[Natural-language object grounding data]
Start of Block

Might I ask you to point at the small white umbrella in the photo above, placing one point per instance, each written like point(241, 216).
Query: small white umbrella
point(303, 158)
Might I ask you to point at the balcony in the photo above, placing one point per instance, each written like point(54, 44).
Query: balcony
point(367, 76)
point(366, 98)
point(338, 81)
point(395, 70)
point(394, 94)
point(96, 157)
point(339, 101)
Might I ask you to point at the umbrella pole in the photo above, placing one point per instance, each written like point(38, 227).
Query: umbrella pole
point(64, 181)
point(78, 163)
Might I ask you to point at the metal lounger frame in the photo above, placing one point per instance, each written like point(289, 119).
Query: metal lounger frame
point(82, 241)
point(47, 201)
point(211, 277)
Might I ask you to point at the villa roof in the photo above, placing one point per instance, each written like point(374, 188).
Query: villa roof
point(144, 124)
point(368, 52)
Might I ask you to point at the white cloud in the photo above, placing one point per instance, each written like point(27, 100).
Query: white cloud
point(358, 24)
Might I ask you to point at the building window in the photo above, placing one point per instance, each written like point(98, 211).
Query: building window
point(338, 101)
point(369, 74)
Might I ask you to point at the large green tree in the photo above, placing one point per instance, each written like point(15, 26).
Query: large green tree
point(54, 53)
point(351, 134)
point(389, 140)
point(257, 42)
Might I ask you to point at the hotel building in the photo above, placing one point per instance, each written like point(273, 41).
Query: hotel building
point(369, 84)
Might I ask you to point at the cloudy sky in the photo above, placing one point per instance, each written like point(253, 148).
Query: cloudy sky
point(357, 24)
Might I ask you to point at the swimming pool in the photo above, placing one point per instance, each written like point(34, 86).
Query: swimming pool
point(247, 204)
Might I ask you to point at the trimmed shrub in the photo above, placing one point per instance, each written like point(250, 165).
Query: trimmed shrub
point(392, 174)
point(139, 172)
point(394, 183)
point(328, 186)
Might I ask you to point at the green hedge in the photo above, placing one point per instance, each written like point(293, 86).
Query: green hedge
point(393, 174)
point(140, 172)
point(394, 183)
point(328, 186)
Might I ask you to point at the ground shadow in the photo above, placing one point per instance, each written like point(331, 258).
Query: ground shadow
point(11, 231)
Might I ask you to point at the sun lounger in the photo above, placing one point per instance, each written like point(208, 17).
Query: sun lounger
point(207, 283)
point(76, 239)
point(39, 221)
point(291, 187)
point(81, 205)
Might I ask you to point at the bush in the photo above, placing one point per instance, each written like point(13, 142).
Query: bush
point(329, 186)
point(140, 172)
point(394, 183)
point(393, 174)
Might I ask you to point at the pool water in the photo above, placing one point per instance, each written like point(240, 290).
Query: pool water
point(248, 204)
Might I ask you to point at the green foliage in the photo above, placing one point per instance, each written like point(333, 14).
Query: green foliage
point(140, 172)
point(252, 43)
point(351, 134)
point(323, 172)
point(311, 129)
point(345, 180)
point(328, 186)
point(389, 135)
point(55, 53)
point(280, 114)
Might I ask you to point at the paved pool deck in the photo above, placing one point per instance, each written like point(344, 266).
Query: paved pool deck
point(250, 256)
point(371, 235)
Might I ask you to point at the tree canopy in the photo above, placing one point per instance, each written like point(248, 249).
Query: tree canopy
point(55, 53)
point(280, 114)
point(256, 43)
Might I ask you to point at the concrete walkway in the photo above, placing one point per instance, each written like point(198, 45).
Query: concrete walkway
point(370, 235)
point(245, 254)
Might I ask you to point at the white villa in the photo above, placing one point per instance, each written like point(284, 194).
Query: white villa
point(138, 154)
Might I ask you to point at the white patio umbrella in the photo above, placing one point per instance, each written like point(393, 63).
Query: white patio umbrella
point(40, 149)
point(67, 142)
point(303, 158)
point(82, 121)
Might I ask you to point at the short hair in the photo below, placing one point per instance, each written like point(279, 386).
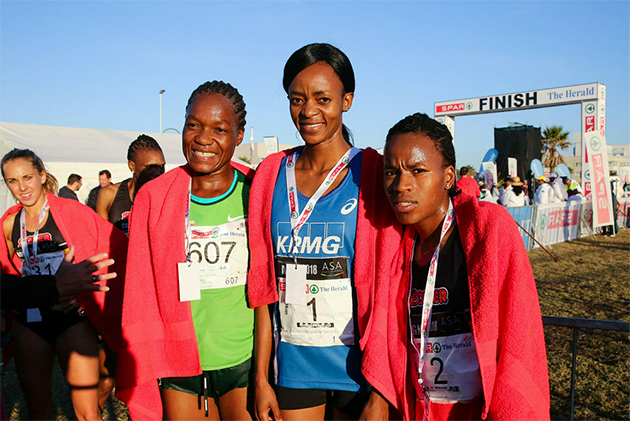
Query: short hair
point(331, 55)
point(228, 91)
point(142, 142)
point(441, 136)
point(51, 185)
point(73, 178)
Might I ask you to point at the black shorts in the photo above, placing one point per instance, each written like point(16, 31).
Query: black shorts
point(53, 323)
point(349, 403)
point(218, 382)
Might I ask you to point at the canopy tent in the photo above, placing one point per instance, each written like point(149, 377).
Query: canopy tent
point(67, 150)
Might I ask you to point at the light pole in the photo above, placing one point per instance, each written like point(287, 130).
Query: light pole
point(161, 92)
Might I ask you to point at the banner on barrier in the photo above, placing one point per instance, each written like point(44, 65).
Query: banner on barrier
point(557, 222)
point(600, 183)
point(523, 215)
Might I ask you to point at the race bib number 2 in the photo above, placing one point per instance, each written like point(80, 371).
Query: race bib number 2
point(222, 254)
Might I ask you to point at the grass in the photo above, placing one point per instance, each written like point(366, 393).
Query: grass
point(590, 280)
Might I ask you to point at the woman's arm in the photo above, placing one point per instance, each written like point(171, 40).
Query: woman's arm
point(265, 396)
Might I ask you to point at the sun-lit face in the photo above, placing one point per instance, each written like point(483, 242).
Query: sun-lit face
point(211, 133)
point(317, 101)
point(24, 181)
point(416, 180)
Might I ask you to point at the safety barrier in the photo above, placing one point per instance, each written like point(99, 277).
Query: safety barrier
point(559, 222)
point(576, 324)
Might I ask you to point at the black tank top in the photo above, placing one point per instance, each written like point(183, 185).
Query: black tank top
point(49, 240)
point(119, 211)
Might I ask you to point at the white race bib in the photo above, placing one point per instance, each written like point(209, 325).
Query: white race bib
point(222, 254)
point(451, 369)
point(327, 317)
point(43, 264)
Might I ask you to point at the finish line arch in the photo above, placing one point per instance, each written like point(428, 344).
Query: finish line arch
point(591, 96)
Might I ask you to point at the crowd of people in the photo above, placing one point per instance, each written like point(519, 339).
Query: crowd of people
point(514, 192)
point(331, 283)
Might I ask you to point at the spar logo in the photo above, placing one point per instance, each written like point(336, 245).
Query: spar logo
point(453, 107)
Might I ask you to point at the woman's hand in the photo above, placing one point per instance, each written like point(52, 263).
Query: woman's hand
point(377, 408)
point(265, 402)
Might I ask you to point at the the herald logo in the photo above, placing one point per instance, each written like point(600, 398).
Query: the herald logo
point(589, 122)
point(451, 107)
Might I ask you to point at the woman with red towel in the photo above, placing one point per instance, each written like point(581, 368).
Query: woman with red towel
point(38, 232)
point(319, 223)
point(463, 324)
point(187, 330)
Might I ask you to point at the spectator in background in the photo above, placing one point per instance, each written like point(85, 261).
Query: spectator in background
point(558, 193)
point(543, 191)
point(507, 185)
point(486, 195)
point(515, 196)
point(467, 184)
point(104, 180)
point(570, 184)
point(75, 181)
point(146, 162)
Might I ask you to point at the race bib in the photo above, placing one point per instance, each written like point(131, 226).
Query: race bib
point(43, 264)
point(222, 254)
point(327, 317)
point(451, 369)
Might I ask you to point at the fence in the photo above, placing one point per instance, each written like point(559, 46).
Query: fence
point(576, 324)
point(558, 222)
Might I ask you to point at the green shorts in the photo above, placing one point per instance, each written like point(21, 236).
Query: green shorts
point(217, 382)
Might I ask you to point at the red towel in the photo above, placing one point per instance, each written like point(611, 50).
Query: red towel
point(158, 333)
point(507, 323)
point(90, 234)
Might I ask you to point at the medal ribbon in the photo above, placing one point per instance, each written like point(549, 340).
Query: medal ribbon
point(427, 307)
point(299, 219)
point(24, 235)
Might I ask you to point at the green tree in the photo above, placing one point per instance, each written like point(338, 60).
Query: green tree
point(553, 138)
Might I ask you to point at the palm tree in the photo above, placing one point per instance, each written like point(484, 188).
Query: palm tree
point(553, 138)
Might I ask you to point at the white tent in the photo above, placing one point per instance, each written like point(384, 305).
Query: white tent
point(67, 150)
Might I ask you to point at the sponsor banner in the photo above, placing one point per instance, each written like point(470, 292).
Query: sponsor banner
point(490, 156)
point(512, 165)
point(599, 179)
point(519, 100)
point(537, 168)
point(271, 144)
point(557, 222)
point(523, 215)
point(489, 170)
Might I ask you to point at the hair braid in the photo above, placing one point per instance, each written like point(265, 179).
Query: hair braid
point(228, 91)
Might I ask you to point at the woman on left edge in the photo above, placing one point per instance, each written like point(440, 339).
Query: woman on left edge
point(50, 225)
point(182, 349)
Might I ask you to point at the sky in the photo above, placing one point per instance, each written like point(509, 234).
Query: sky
point(101, 64)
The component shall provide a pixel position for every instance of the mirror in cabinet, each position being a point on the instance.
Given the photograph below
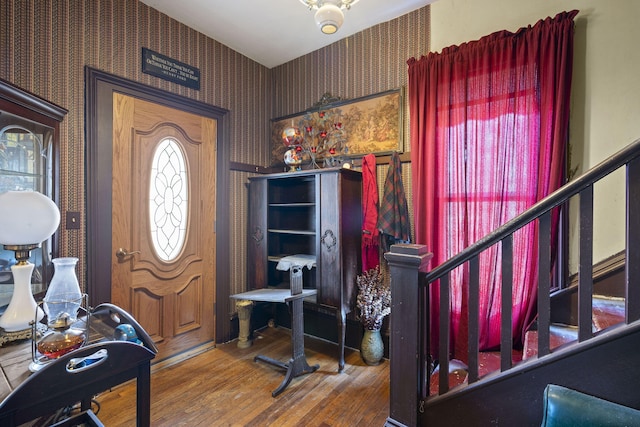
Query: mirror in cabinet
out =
(29, 133)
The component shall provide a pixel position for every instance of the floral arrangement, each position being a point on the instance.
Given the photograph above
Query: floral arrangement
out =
(374, 298)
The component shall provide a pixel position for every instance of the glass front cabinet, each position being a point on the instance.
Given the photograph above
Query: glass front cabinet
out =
(29, 134)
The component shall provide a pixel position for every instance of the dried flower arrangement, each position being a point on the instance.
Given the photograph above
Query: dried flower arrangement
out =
(374, 298)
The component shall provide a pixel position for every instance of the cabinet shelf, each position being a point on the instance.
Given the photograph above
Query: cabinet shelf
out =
(291, 205)
(299, 232)
(310, 212)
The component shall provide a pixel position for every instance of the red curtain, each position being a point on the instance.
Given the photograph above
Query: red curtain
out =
(489, 130)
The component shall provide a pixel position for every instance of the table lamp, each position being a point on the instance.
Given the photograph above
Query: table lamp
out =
(27, 218)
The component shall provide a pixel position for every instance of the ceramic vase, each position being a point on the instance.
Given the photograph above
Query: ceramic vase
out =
(372, 347)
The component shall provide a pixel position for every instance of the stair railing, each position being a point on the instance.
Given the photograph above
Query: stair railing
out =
(409, 345)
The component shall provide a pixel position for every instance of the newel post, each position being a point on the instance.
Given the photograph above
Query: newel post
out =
(406, 262)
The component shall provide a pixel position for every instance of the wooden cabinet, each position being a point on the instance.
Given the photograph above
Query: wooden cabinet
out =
(316, 212)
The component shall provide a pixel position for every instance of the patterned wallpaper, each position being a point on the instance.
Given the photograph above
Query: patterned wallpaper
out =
(45, 45)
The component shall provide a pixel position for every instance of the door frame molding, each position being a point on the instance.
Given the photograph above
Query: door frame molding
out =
(99, 89)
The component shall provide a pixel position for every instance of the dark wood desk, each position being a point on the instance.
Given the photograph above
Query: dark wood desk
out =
(26, 396)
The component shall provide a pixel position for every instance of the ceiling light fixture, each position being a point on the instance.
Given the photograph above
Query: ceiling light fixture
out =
(329, 16)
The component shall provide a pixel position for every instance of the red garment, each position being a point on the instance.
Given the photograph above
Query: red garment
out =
(370, 234)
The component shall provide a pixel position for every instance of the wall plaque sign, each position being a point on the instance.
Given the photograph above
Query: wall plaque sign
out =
(169, 69)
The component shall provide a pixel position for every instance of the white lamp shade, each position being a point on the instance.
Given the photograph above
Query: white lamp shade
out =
(28, 217)
(329, 18)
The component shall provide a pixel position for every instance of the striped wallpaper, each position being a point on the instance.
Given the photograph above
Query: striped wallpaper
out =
(45, 45)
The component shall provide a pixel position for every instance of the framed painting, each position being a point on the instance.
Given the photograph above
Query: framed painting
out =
(371, 124)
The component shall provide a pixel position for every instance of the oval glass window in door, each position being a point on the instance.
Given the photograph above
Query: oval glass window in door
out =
(168, 199)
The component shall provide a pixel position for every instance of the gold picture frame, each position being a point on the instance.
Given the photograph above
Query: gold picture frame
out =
(372, 124)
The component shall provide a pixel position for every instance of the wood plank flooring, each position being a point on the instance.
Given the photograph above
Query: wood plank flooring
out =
(225, 387)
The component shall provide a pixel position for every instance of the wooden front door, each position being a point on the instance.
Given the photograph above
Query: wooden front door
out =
(163, 212)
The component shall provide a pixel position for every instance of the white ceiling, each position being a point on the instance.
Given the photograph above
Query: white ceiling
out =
(273, 32)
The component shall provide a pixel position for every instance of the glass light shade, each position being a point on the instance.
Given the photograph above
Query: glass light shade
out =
(329, 18)
(28, 217)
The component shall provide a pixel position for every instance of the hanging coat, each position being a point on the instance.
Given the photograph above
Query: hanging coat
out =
(393, 218)
(370, 234)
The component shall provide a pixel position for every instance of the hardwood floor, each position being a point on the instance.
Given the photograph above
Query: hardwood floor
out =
(225, 387)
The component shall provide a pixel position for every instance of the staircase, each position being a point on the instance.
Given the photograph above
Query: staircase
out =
(607, 312)
(595, 348)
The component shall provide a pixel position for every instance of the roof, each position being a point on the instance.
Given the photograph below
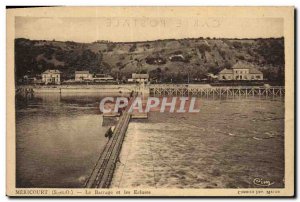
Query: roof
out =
(246, 65)
(52, 71)
(254, 71)
(82, 72)
(140, 76)
(226, 71)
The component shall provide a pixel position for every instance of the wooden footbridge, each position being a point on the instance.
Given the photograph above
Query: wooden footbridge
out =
(103, 170)
(232, 91)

End of Block

● WHAT YOU SHOULD DO
Which lines should be output? Exactly those from the first line of the data through the line containing "Might I ask you to point at the metal", inclusive.

● TASK ANSWER
Might I ask you to point at the small white umbrella in the photo above, placing one point per instance, each written like point(241, 216).
Query: small white umbrella
point(303, 158)
Might I ask you to point at the balcony in the photo above, placing one point per instance, each written like point(54, 44).
Query: balcony
point(367, 76)
point(366, 98)
point(338, 81)
point(395, 70)
point(394, 94)
point(96, 157)
point(339, 101)
Might I ask you to point at the umbrella pole in the photo above, placing one point per instance, each written like point(38, 227).
Query: umbrella pole
point(64, 181)
point(78, 163)
Might I ask you to point at the metal lounger frame in the photo above, placing one point per instance, each written like point(289, 119).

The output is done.